*** Records shown Section Begins ***

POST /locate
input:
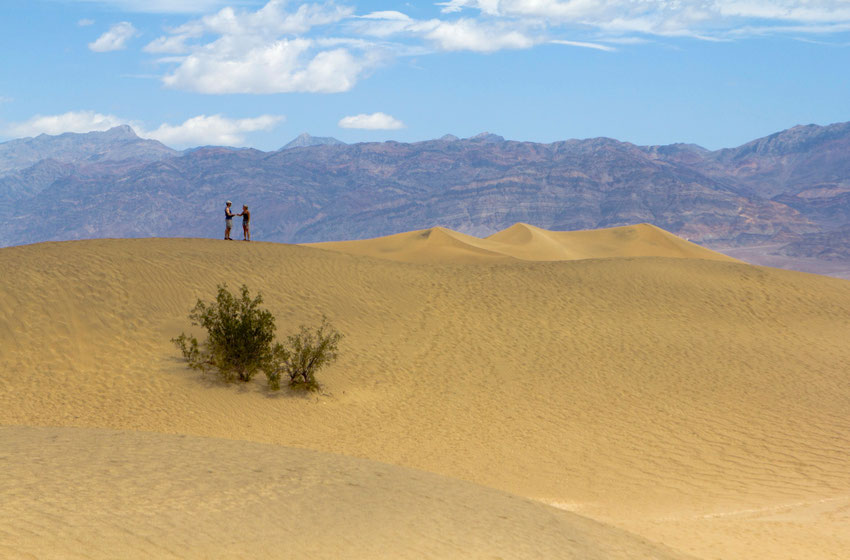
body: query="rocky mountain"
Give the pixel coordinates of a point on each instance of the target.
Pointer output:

*** Records shown Section Ends ***

◆ **Exercise prompt**
From the first line above to the last, reproduce the records exactly but without the pictures.

◆ **Written reply**
POST /locate
input:
body: query="rocky mountain"
Give the pixel coordinates of a point on each instance of the target.
Pointer output:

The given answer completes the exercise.